Task directions: Lay out every one of the records below as a Markdown table with two columns, Row and Line, giving each line its own numbered row and leaving out blank lines.
# # # #
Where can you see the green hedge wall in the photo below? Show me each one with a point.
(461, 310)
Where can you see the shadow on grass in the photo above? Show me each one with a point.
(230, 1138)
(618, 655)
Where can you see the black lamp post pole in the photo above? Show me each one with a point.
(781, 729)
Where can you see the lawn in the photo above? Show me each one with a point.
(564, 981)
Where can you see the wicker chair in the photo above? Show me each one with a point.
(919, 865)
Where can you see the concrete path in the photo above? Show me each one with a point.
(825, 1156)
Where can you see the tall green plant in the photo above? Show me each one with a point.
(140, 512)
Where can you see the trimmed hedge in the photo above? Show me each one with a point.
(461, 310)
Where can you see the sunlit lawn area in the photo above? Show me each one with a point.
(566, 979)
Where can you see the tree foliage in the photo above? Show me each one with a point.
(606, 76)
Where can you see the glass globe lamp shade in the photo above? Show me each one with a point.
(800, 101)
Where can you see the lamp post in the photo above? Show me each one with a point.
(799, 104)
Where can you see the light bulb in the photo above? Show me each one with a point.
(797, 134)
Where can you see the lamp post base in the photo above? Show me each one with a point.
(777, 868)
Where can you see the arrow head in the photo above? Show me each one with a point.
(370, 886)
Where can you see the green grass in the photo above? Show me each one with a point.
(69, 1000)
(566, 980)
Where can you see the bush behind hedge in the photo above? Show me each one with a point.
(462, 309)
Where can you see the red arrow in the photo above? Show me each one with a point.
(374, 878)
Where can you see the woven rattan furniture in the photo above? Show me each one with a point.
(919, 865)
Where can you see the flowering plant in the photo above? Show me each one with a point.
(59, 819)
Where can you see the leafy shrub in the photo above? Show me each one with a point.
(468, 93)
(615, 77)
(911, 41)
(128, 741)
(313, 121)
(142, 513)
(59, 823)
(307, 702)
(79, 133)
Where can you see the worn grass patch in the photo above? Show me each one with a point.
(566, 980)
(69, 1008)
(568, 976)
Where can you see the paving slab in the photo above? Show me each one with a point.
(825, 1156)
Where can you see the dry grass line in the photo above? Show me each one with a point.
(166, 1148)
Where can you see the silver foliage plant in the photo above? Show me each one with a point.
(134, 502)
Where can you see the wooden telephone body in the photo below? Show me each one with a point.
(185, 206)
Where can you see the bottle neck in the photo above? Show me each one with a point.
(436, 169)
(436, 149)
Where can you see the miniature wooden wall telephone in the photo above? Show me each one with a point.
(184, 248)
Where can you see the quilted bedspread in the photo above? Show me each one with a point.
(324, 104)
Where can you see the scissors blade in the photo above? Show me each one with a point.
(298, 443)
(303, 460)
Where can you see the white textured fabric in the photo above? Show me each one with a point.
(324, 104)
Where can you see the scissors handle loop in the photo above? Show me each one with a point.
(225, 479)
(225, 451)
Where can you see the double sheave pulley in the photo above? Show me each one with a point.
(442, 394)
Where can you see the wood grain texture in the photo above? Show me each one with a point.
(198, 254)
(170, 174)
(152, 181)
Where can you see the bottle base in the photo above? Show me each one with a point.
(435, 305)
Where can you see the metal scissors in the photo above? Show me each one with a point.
# # # #
Response to this exercise:
| Row | Line |
|---|---|
| 1 | Where can you see the green hedge wall in the photo below? Show me each one with a point. |
| 2 | (461, 310) |
| 3 | Where can you see the shadow on grass in the photo above? Show me each one with a point. |
| 4 | (230, 1138) |
| 5 | (618, 655) |
| 6 | Where can you see the black lamp post pole in the photo above? Show me each one with a point. |
| 7 | (781, 729) |
| 8 | Where can you see the lawn in the photo above? Show me each one with a point. |
| 9 | (564, 981) |
| 10 | Where can you see the wicker chair in the photo above? Show me each one with a point. |
| 11 | (919, 865) |
| 12 | Where can you see the concrete path in the photo above? Show me each one with a point. |
| 13 | (825, 1156) |
| 14 | Where can you see the tall green plant in the photo above? Show me each one with a point. |
| 15 | (140, 512) |
| 16 | Where can you see the trimmed hedge in the photo above? Show me each one with a point. |
| 17 | (461, 310) |
| 18 | Where can you see the sunlit lawn area in the photo above? Show me each one with a point. |
| 19 | (566, 979) |
| 20 | Where can you see the tree foliage in the photo above? Show me each one with a point. |
| 21 | (606, 76) |
| 22 | Where can you see the glass globe lamp shade in the photo above? Show me each one with a point. |
| 23 | (800, 101) |
| 24 | Where can you see the lamp post in the photo above? Show me each one with a point. |
| 25 | (799, 104) |
| 26 | Where can you see the light bulb in the photo above? Show me each one with a point. |
| 27 | (797, 134) |
| 28 | Where can you see the lamp post base in the photo above? Show me each one with a point. |
| 29 | (777, 868) |
| 30 | Where can you see the arrow head in the photo above? Show me each one with a point. |
| 31 | (370, 886) |
| 32 | Where can you see the green grass in the photo above? Show me each one with a point. |
| 33 | (69, 1000) |
| 34 | (566, 980) |
| 35 | Where can you see the bush behind hedge in the photo above? Show me each one with a point. |
| 36 | (462, 309) |
| 37 | Where can you see the red arrow in the photo above? Show me each one with a point. |
| 38 | (374, 878) |
| 39 | Where can you see the woven rattan furniture in the photo above? Show me each one with a point. |
| 40 | (919, 865) |
| 41 | Where can you see the flowering plant in the photo above? Show me each one with a point. |
| 42 | (59, 819) |
| 43 | Where can you see the leafy shrub in the photo above? Show me each one with a point. |
| 44 | (468, 93) |
| 45 | (615, 77) |
| 46 | (911, 41) |
| 47 | (128, 741) |
| 48 | (313, 121) |
| 49 | (142, 513) |
| 50 | (59, 823) |
| 51 | (307, 702) |
| 52 | (79, 133) |
| 53 | Where can you see the worn grass patch in the photo above? Show me each one with a point. |
| 54 | (566, 980) |
| 55 | (69, 1008) |
| 56 | (568, 976) |
| 57 | Where can you see the paving slab in the photo above? Show me each one with a point. |
| 58 | (825, 1156) |
| 59 | Where can you see the dry grass line in the photo above? Show me each one with a point. |
| 60 | (166, 1148) |
| 61 | Where can you see the silver foliage plant in the photo above? Show me each one with a point. |
| 62 | (134, 502) |
| 63 | Where can you see the wooden telephone body in the photo below? Show me each one with a point. |
| 64 | (185, 206) |
| 65 | Where can you see the bottle neck in the photo above? Show me each one with a point. |
| 66 | (436, 169) |
| 67 | (436, 149) |
| 68 | Where can you see the miniature wooden wall telephone in the photo above? Show me each one with a point. |
| 69 | (184, 248) |
| 70 | Where can you see the quilted bedspread in the photo above? Show me each one with a point. |
| 71 | (324, 104) |
| 72 | Where can you see the scissors blade in the photo above? Show me each one with a point. |
| 73 | (298, 443) |
| 74 | (303, 460) |
| 75 | Where can you see the white textured fabric in the photo above? Show me each one with a point. |
| 76 | (324, 104) |
| 77 | Where can you see the scissors handle loop in the photo above? Show me each one with a point. |
| 78 | (225, 479) |
| 79 | (225, 451) |
| 80 | Where can you see the double sheave pulley in the photo above? Show me each one with a point. |
| 81 | (442, 394) |
| 82 | Where can you see the wood grain texture in the photo above? Show me each one with a point. |
| 83 | (198, 254) |
| 84 | (170, 174) |
| 85 | (152, 181) |
| 86 | Where can you see the bottle base in the photo above? Show me each one with a point. |
| 87 | (435, 305) |
| 88 | Where can you see the metal scissors in the photo above? Show me each one with a point. |